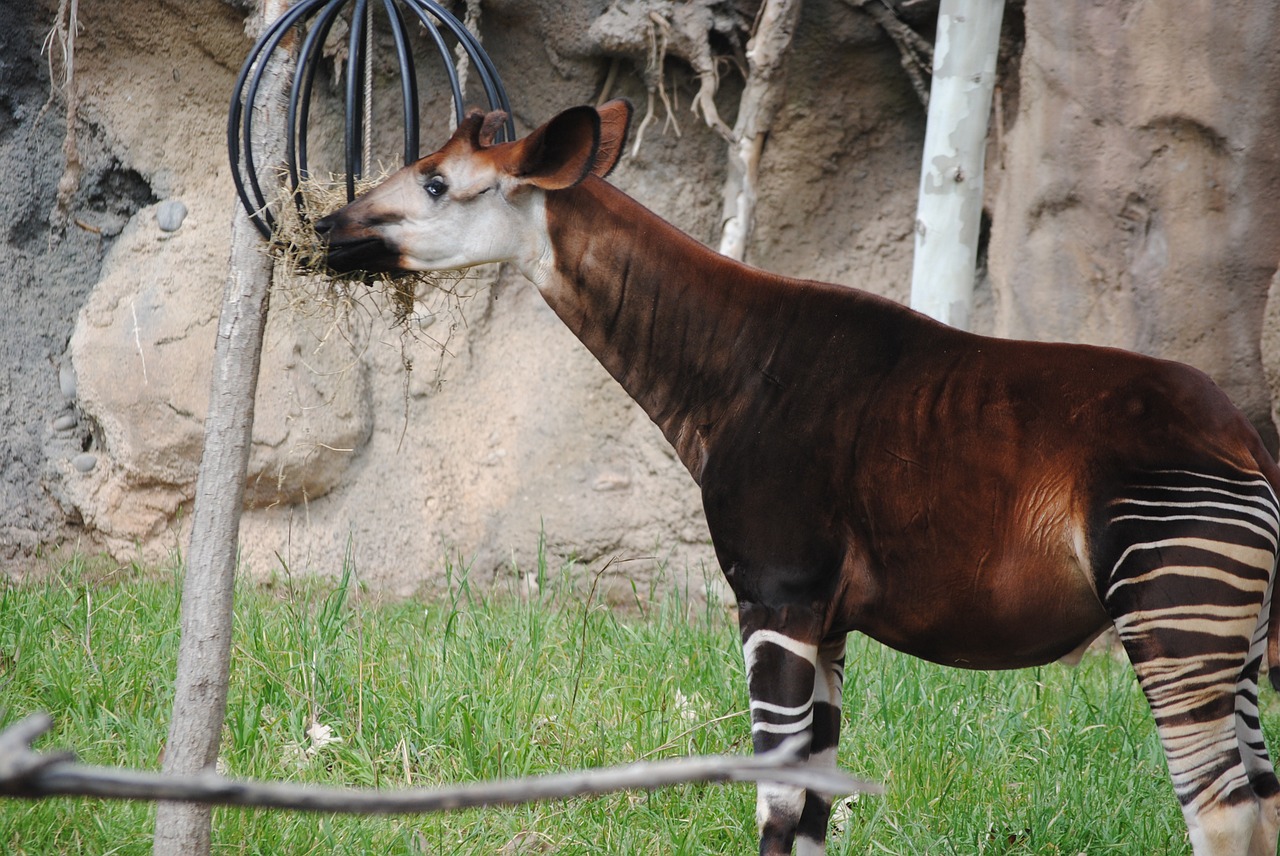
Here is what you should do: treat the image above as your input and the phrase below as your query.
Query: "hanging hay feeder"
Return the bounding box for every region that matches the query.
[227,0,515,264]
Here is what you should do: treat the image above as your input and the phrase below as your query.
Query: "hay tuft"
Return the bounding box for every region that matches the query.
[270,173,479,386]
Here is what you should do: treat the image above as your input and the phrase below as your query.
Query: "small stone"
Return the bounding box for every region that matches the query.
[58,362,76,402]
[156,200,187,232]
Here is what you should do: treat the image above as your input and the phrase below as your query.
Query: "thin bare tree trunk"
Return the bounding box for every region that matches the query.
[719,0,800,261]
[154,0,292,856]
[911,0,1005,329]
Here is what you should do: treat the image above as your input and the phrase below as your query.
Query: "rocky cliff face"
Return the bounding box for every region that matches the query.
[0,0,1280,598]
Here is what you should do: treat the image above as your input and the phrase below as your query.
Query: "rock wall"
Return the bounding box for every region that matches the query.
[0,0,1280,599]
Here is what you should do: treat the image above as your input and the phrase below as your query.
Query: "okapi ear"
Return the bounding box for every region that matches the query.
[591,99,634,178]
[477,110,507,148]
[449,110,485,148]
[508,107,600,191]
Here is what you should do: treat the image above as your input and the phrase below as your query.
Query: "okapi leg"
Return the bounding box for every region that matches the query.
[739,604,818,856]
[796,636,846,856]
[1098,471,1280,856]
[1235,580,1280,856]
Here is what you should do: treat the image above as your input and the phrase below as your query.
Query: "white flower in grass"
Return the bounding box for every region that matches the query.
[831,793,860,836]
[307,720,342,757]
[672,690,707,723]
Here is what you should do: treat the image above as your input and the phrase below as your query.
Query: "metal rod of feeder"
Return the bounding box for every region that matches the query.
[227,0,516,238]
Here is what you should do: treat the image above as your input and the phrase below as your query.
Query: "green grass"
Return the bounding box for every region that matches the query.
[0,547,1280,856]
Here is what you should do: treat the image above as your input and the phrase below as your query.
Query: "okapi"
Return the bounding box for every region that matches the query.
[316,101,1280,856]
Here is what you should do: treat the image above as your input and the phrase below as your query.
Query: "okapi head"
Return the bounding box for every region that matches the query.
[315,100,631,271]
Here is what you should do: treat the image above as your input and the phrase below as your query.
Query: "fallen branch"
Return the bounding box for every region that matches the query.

GIVEN TASK: Return each line of the material that contains the string "grass". Matching is case-sensitive.

EXERCISE RESPONSE:
Query: "white flower in grass"
Query: "green grass"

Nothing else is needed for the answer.